== Text under study

Introducing ResLoRA: An Enhanced Framework for LLMs
Large language models (LLMs) with hundreds of billions of parameters have significantly improved performance on various tasks. Fine-tuning these models on specific datasets enhances performance compared to prompting during inference but comes with high costs due to parameter volume. This is where low-rank adaptation (LoRA) comes in as a popular parameter-efficient fine-tuning method for LLMs.
Understanding Low-rank Adaptation (LoRA)
LoRA freezes most parameters in the original model and only updates a few in added modules. It employs low-rank adaptation, merging matrices parallel to frozen linear layers during inference. However, LoRA’s long backward path poses challenges, especially when integrated with ResNet and Transformers, impacting gradient flow during training.
ResLoRA: An Advanced Framework
Researchers from the School of Computer Science and Engineering, Beihang University, Beijing, China, and Microsoft have introduced ResLoRA, an improved framework of LoRA. ResLoRA adds residual paths to LoRA blocks during training and employs merging approaches to convert ResLoRA to LoRA blocks during inference. This innovative approach outperforms original LoRA and other baseline methods across natural language generation (NLG) and understanding (NLU) tasks.

====
== Records

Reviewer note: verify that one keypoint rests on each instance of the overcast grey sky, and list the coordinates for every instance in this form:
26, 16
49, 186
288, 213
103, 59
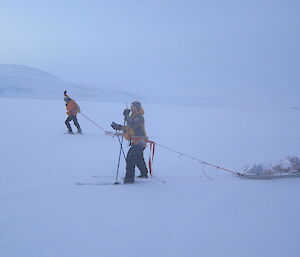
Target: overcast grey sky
208, 47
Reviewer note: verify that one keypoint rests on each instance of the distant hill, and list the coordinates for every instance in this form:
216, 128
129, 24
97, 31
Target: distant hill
21, 81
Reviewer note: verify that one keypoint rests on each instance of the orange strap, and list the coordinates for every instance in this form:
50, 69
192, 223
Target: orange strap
151, 157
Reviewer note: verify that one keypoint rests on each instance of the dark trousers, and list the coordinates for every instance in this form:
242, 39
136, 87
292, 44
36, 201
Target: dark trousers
135, 158
69, 119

====

▶ **What you should do**
Write out the whole ResLoRA text exactly, from its title to its final sentence.

▶ **Response for this exercise**
Introducing ResLoRA: An Enhanced Framework for LLMs
Large language models (LLMs) with hundreds of billions of parameters have significantly improved performance on various tasks. Fine-tuning these models on specific datasets enhances performance compared to prompting during inference but comes with high costs due to parameter volume. This is where low-rank adaptation (LoRA) comes in as a popular parameter-efficient fine-tuning method for LLMs.
Understanding Low-rank Adaptation (LoRA)
LoRA freezes most parameters in the original model and only updates a few in added modules. It employs low-rank adaptation, merging matrices parallel to frozen linear layers during inference. However, LoRA’s long backward path poses challenges, especially when integrated with ResNet and Transformers, impacting gradient flow during training.
ResLoRA: An Advanced Framework
Researchers from the School of Computer Science and Engineering, Beihang University, Beijing, China, and Microsoft have introduced ResLoRA, an improved framework of LoRA. ResLoRA adds residual paths to LoRA blocks during training and employs merging approaches to convert ResLoRA to LoRA blocks during inference. This innovative approach outperforms original LoRA and other baseline methods across natural language generation (NLG) and understanding (NLU) tasks.